▶ [Text to read]
____________________

Teens: Home Life, Student Interest Widen Achievement Gap

by Steve Crabtree

Adults may think the only "gap" many U.S. teens are concerned about is the store at their local mall, but a recent Gallup Youth Survey* found another gap concerns teens, too -- the achievement gap. Nearly two-thirds (63%) feel closing the academic achievement gap between white and minority students is "very important." Another 27% say closing the gap is "somewhat important"; only 7% who say it is "not too important" or "not at all important."

The achievement gap was a key impetus of the No Child Left Behind law enacted in January 2002. The law requires schools to analyze test scores of minority subgroups to ensure they are keeping up with minimum academic standards. Schools in which minority students are not making adequate yearly progress are subject to sanctions and can eventually be closed. But most teen respondents believe the achievement gap is mostly related to factors other than the quality of schooling they receive.

Teens were asked how important various factors are in contributing to the achievement gap. Home life, parental involvement, and "interest on the part of the students" were each rated "very important" by slightly more than two-thirds of respondents. Far fewer say two factors originating outside the home -- community involvement and racial bias -- are very important drivers. Just 22% rate the amount of family income as a very important contributor.

National statistics tend to imply that family socioeconomic status explains a great deal of the differences in student achievement across schools. But teens may be more attuned to the influence family dynamics have on academic achievement. As a 2004 Learning From Leadership Project report noted, "At the core of family educational cultures are the assumptions, norms, and beliefs held by the family about intellectual work in general and school work in particular. The behaviors and conditions resulting from these assumptions are related to school success by a substantial body of evidence." Though families with strong educational cultures are more prevalent at higher socioeconomic levels, the report notes, such families can be found in households at every level.

Ultimately, the most important factor may be "interest on the part of the students." Both parents and schools have responsibility for helping students see how education is directly relevant to their lives. "I think there are a lot of 'in-betweeners' like me," says one teen girl from Pennsylvania. "I can be motivated, but most of the time I just don't put as much effort in as I should. Others are just driven -- they can see the future and actually grasp what it will get them. I think you just have to be able to do that."

*These results are based on Web surveys with a randomly selected national sample of 600 teenagers in the Gallup Poll Panel of households, aged 13 to 17, conducted July 6 to Sept. 4, 2005. For results based on this sample, one can say with 95% confidence that the maximum error attributable to sampling and other random effects is ±4 percentage points. In addition to sampling error, question wording and practical difficulties in conducting surveys can introduce error or bias into the findings of public opinion polls.

____________________

▶ [Recorded data]
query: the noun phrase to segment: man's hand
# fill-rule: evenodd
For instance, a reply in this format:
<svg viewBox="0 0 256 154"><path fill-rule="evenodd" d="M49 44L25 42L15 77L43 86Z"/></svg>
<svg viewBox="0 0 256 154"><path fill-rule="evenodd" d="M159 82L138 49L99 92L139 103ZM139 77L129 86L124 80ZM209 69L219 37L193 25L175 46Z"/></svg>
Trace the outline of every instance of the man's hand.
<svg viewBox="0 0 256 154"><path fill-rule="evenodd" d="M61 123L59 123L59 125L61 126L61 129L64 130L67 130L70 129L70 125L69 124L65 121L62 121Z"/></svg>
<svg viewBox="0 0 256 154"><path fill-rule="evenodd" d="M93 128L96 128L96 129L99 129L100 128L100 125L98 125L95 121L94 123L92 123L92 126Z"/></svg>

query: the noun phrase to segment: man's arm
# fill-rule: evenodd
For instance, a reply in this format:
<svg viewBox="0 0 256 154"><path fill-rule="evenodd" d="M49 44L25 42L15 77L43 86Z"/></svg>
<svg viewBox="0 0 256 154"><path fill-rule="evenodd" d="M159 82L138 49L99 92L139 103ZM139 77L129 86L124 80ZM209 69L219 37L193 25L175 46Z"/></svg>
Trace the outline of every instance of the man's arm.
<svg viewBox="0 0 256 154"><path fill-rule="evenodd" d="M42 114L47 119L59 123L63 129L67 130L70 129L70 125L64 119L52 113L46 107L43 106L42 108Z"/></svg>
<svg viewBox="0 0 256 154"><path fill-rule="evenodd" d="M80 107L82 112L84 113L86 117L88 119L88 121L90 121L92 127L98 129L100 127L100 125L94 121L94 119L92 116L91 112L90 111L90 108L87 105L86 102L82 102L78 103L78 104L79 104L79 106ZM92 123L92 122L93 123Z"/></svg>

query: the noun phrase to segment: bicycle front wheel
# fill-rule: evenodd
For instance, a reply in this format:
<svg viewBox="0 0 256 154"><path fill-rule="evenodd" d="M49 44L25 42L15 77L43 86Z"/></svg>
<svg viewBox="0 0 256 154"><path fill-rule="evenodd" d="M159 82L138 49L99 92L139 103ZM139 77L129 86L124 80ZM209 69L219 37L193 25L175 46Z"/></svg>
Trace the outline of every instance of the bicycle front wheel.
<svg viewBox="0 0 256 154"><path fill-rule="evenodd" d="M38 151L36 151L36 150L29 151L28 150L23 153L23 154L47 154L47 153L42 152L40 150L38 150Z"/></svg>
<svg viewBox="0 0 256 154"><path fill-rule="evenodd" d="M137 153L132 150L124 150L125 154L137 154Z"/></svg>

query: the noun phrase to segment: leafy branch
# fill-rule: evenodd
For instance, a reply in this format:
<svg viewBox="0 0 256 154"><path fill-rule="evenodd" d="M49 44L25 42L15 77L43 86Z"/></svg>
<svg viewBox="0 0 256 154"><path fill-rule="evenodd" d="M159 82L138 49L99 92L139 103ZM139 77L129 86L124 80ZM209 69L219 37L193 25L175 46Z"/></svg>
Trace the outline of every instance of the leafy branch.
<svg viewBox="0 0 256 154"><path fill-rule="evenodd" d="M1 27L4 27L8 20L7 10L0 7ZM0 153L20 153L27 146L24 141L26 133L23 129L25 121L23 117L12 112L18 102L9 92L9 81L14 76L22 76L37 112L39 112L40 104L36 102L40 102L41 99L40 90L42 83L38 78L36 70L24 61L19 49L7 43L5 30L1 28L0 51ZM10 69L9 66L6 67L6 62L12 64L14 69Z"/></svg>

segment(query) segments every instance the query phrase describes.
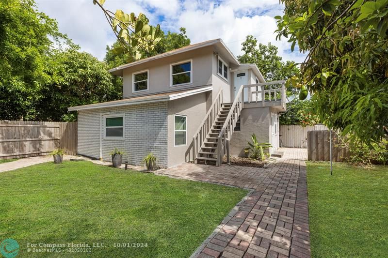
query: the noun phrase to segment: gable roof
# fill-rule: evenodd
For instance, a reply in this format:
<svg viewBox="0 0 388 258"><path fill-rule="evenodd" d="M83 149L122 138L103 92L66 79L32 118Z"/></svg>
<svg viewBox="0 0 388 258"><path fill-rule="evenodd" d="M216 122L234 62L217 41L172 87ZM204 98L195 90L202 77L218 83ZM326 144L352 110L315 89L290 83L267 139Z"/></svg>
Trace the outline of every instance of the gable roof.
<svg viewBox="0 0 388 258"><path fill-rule="evenodd" d="M208 40L207 41L204 41L203 42L200 42L199 43L196 43L195 44L193 44L187 46L183 46L183 47L181 47L180 48L177 48L177 49L174 49L173 50L167 51L165 53L163 53L162 54L159 54L159 55L156 55L156 56L153 56L152 57L145 58L144 59L141 59L135 62L132 62L131 63L123 64L122 65L120 65L120 66L118 66L117 67L111 69L109 71L109 72L110 73L114 74L114 75L117 75L118 76L122 76L122 70L128 67L130 67L132 66L134 66L135 65L137 65L141 63L144 63L145 62L149 62L150 61L152 61L153 60L160 59L161 58L163 58L164 57L172 56L174 55L176 55L177 54L180 54L181 53L184 53L185 52L193 50L194 49L197 49L198 48L200 48L202 47L204 47L205 46L218 46L220 49L223 49L225 52L226 52L228 54L231 60L232 60L236 65L240 65L240 62L239 61L237 60L236 57L235 57L234 55L232 53L232 52L230 50L230 49L229 49L229 48L228 48L228 47L226 46L226 45L222 41L222 40L221 40L221 39L212 39L211 40Z"/></svg>
<svg viewBox="0 0 388 258"><path fill-rule="evenodd" d="M104 107L111 107L121 106L129 106L136 104L143 104L150 102L158 102L159 101L167 101L180 99L185 97L188 97L192 95L198 94L202 92L209 91L213 90L212 86L205 88L200 88L194 90L182 90L176 91L160 93L149 95L147 96L140 96L128 99L113 100L96 104L90 104L83 106L78 106L68 107L69 111L82 110L85 109L93 109L95 108L102 108Z"/></svg>

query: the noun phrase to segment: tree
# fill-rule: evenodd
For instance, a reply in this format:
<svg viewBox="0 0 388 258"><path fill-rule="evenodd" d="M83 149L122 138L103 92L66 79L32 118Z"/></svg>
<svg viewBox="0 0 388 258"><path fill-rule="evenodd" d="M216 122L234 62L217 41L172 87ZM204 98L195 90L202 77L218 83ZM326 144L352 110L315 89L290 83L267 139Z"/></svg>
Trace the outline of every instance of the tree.
<svg viewBox="0 0 388 258"><path fill-rule="evenodd" d="M32 120L48 79L43 72L54 43L71 44L32 0L0 1L0 119Z"/></svg>
<svg viewBox="0 0 388 258"><path fill-rule="evenodd" d="M159 43L151 51L146 52L143 50L139 50L142 53L142 59L150 57L159 54L180 48L190 45L190 39L186 34L186 29L179 29L179 33L167 32L165 34L162 30L160 36L162 38ZM116 67L120 65L131 62L133 61L129 54L116 51L115 49L119 45L118 40L111 46L107 46L106 54L104 61L108 64L110 68Z"/></svg>
<svg viewBox="0 0 388 258"><path fill-rule="evenodd" d="M93 0L102 10L119 46L115 48L117 53L124 52L134 61L142 58L142 52L152 51L162 38L160 26L154 27L148 24L149 20L144 14L140 13L137 16L134 13L126 14L118 9L115 13L103 6L105 0Z"/></svg>
<svg viewBox="0 0 388 258"><path fill-rule="evenodd" d="M2 1L0 14L0 120L72 121L68 106L120 98L106 65L78 52L32 0Z"/></svg>
<svg viewBox="0 0 388 258"><path fill-rule="evenodd" d="M73 121L77 113L67 107L119 99L122 86L113 83L107 65L90 54L74 50L57 51L45 70L49 81L37 103L39 120Z"/></svg>
<svg viewBox="0 0 388 258"><path fill-rule="evenodd" d="M363 142L388 137L388 1L282 2L277 38L308 53L297 79L320 119Z"/></svg>
<svg viewBox="0 0 388 258"><path fill-rule="evenodd" d="M268 43L267 45L259 43L252 35L247 36L242 44L243 54L237 58L242 63L254 63L259 67L263 76L268 81L284 80L298 75L299 69L294 65L293 61L282 61L277 55L277 47ZM292 86L287 89L289 95L295 94L297 90Z"/></svg>
<svg viewBox="0 0 388 258"><path fill-rule="evenodd" d="M314 114L312 103L310 100L295 99L287 104L287 111L279 119L280 124L299 124L303 126L314 125L319 122Z"/></svg>

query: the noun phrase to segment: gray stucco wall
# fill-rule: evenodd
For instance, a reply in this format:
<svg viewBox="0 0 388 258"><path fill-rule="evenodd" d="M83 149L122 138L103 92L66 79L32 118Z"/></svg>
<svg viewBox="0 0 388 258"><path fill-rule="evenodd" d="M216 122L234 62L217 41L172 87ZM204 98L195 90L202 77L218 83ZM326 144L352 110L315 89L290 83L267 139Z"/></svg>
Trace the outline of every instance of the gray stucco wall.
<svg viewBox="0 0 388 258"><path fill-rule="evenodd" d="M123 97L149 95L157 92L180 91L211 84L213 47L203 47L161 59L150 61L123 70ZM181 86L170 87L171 63L193 60L193 83ZM132 73L148 70L148 90L132 93Z"/></svg>
<svg viewBox="0 0 388 258"><path fill-rule="evenodd" d="M171 167L193 160L193 137L207 112L207 100L211 91L197 94L168 102L168 158ZM186 145L174 146L174 115L187 116Z"/></svg>
<svg viewBox="0 0 388 258"><path fill-rule="evenodd" d="M235 131L232 136L229 148L230 155L243 157L244 149L251 141L251 135L256 135L259 142L271 141L271 112L269 107L244 108L242 110L240 131Z"/></svg>
<svg viewBox="0 0 388 258"><path fill-rule="evenodd" d="M103 115L125 114L125 139L105 139ZM101 117L102 118L101 118ZM100 133L101 132L101 133ZM115 107L80 110L78 112L78 153L99 158L100 135L102 137L102 158L111 160L109 152L114 147L127 153L123 161L140 165L143 158L152 152L157 164L167 166L167 103L156 102Z"/></svg>

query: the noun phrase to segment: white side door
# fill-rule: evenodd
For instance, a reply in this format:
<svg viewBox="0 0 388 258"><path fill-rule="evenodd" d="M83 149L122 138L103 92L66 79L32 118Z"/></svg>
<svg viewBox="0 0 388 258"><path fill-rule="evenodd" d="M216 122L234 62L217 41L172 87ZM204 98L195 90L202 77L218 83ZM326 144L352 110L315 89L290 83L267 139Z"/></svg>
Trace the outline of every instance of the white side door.
<svg viewBox="0 0 388 258"><path fill-rule="evenodd" d="M248 85L248 70L237 71L234 72L234 79L233 80L234 85L234 97L237 94L241 85ZM244 89L244 101L248 101L248 88Z"/></svg>

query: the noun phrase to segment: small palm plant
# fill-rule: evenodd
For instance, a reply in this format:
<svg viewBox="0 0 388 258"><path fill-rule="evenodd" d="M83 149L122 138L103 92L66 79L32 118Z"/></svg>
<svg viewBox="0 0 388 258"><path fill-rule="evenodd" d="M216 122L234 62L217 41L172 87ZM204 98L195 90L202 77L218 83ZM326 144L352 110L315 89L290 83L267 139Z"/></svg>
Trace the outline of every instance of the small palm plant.
<svg viewBox="0 0 388 258"><path fill-rule="evenodd" d="M156 157L152 152L149 152L143 158L142 165L146 165L147 170L154 171L156 167Z"/></svg>
<svg viewBox="0 0 388 258"><path fill-rule="evenodd" d="M259 143L255 134L251 136L251 138L252 143L248 142L249 147L244 150L245 154L251 159L264 160L267 158L267 154L264 153L264 150L272 147L272 145L268 143Z"/></svg>
<svg viewBox="0 0 388 258"><path fill-rule="evenodd" d="M116 147L109 154L112 156L112 164L114 167L117 167L121 166L123 162L123 155L125 154L125 152L122 150L120 150Z"/></svg>
<svg viewBox="0 0 388 258"><path fill-rule="evenodd" d="M54 163L56 164L62 163L62 160L65 155L65 150L63 149L56 149L51 153L54 158Z"/></svg>

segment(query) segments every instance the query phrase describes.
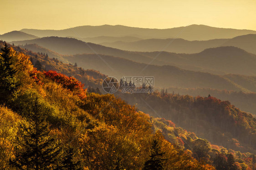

____________________

▶ [Short problem] Reproduce the article on teens and the achievement gap in full, word for word. Work only from the article on teens and the achievement gap, not from the material.

▶ [Correct answer]
Teens: Home Life, Student Interest Widen Achievement Gap

by Steve Crabtree

Adults may think the only "gap" many U.S. teens are concerned about is the store at their local mall, but a recent Gallup Youth Survey* found another gap concerns teens, too -- the achievement gap. Nearly two-thirds (63%) feel closing the academic achievement gap between white and minority students is "very important." Another 27% say closing the gap is "somewhat important"; only 7% who say it is "not too important" or "not at all important."

The achievement gap was a key impetus of the No Child Left Behind law enacted in January 2002. The law requires schools to analyze test scores of minority subgroups to ensure they are keeping up with minimum academic standards. Schools in which minority students are not making adequate yearly progress are subject to sanctions and can eventually be closed. But most teen respondents believe the achievement gap is mostly related to factors other than the quality of schooling they receive.

Teens were asked how important various factors are in contributing to the achievement gap. Home life, parental involvement, and "interest on the part of the students" were each rated "very important" by slightly more than two-thirds of respondents. Far fewer say two factors originating outside the home -- community involvement and racial bias -- are very important drivers. Just 22% rate the amount of family income as a very important contributor.

National statistics tend to imply that family socioeconomic status explains a great deal of the differences in student achievement across schools. But teens may be more attuned to the influence family dynamics have on academic achievement. As a 2004 Learning From Leadership Project report noted, "At the core of family educational cultures are the assumptions, norms, and beliefs held by the family about intellectual work in general and school work in particular. The behaviors and conditions resulting from these assumptions are related to school success by a substantial body of evidence." Though families with strong educational cultures are more prevalent at higher socioeconomic levels, the report notes, such families can be found in households at every level.

Ultimately, the most important factor may be "interest on the part of the students." Both parents and schools have responsibility for helping students see how education is directly relevant to their lives. "I think there are a lot of 'in-betweeners' like me," says one teen girl from Pennsylvania. "I can be motivated, but most of the time I just don't put as much effort in as I should. Others are just driven -- they can see the future and actually grasp what it will get them. I think you just have to be able to do that."

*These results are based on Web surveys with a randomly selected national sample of 600 teenagers in the Gallup Poll Panel of households, aged 13 to 17, conducted July 6 to Sept. 4, 2005. For results based on this sample, one can say with 95% confidence that the maximum error attributable to sampling and other random effects is ±4 percentage points. In addition to sampling error, question wording and practical difficulties in conducting surveys can introduce error or bias into the findings of public opinion polls.